§ **WHAT YOU HAVE TO DO**
In every line of the records, switch "Observed output" to "Returned points" and leave everything else as it is. Omit the pictures from your answer.

Data listing:
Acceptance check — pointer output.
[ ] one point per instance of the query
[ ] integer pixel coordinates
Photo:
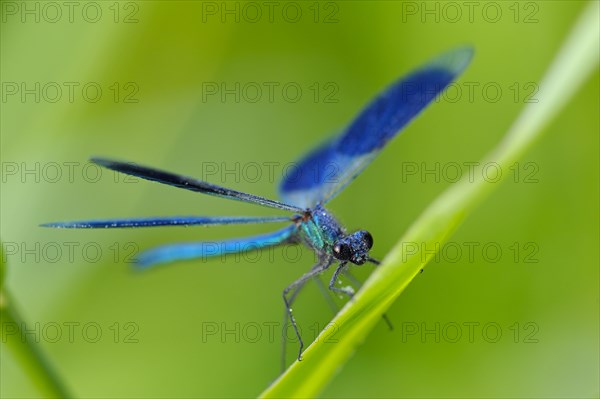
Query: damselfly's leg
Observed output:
(334, 307)
(358, 284)
(323, 264)
(344, 290)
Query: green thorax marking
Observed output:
(319, 229)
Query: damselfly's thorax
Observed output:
(320, 230)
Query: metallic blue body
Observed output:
(320, 176)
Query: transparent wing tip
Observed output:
(455, 60)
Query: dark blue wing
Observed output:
(328, 169)
(189, 183)
(167, 221)
(195, 250)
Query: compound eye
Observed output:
(368, 239)
(342, 251)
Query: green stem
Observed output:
(27, 353)
(576, 60)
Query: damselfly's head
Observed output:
(354, 247)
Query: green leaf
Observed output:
(27, 353)
(577, 58)
(2, 267)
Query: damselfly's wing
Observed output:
(189, 183)
(195, 250)
(327, 170)
(166, 221)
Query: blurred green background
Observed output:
(154, 61)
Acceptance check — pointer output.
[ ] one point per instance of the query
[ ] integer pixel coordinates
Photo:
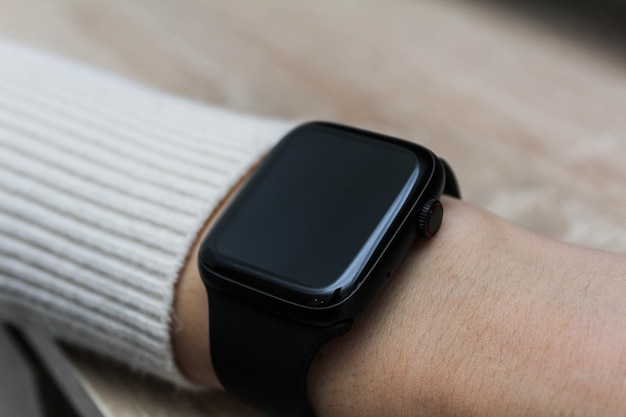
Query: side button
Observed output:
(430, 218)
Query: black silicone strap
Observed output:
(264, 359)
(451, 186)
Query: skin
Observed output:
(485, 319)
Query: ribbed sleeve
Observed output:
(104, 186)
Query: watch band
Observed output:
(264, 359)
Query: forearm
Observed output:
(485, 319)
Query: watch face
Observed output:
(316, 213)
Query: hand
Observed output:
(484, 319)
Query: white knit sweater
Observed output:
(104, 186)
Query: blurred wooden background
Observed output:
(528, 103)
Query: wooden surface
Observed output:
(532, 116)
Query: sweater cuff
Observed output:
(104, 186)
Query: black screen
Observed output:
(317, 208)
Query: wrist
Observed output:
(484, 319)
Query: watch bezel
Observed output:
(219, 275)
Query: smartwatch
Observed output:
(305, 246)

§ **ANSWER TO THIS EXERCISE**
Acceptance check — pointer output.
[ ] one point per instance of the query
[ ] integer pixel coordinates
Photo:
Query: damselfly's leg
Returned points:
(334, 307)
(358, 284)
(323, 264)
(344, 290)
Query: green thorax marking
Returned points:
(319, 229)
Query: damselfly's thorax
Returned points:
(320, 230)
Query: metallic blue body
Returned points:
(320, 176)
Query: transparent wing tip
Returned points:
(455, 60)
Query: dark blue wing
Returned points:
(328, 169)
(189, 183)
(167, 221)
(195, 250)
Query: compound eye
Returned points:
(368, 239)
(342, 251)
Query: green stem
Returned points:
(27, 353)
(576, 60)
Query: damselfly's head
Returned points:
(354, 247)
Query: green leaf
Returned points:
(27, 353)
(577, 58)
(2, 267)
Query: damselfly's wing
Returned points:
(189, 183)
(195, 250)
(327, 170)
(166, 221)
Query: blurred green background
Returned points:
(154, 61)
Acceptance check — pointer output.
[ ] one point per instance of the query
[ ] integer pixel coordinates
Photo:
Query: side button
Returned points:
(430, 218)
Query: black silicone strap
Returned points:
(264, 359)
(451, 186)
Query: skin
Returned points:
(485, 319)
Query: ribbed sleeve
Returned points:
(104, 186)
Query: watch band
Returned points:
(264, 359)
Query: forearm
Returned points:
(485, 319)
Query: watch face
Returned points:
(316, 213)
Query: hand
Returned points:
(484, 319)
Query: white knit sweater
Returned points:
(104, 186)
Query: blurred wooden background
Returned points:
(528, 103)
Query: wooden surface
Returned points:
(532, 116)
Query: sweater cuff
Returned points:
(104, 186)
Query: black screen
Returned points:
(317, 208)
Query: wrist
Returned points:
(484, 319)
Query: watch bezel
Returned points:
(219, 275)
Query: smartwatch
Returned points:
(305, 246)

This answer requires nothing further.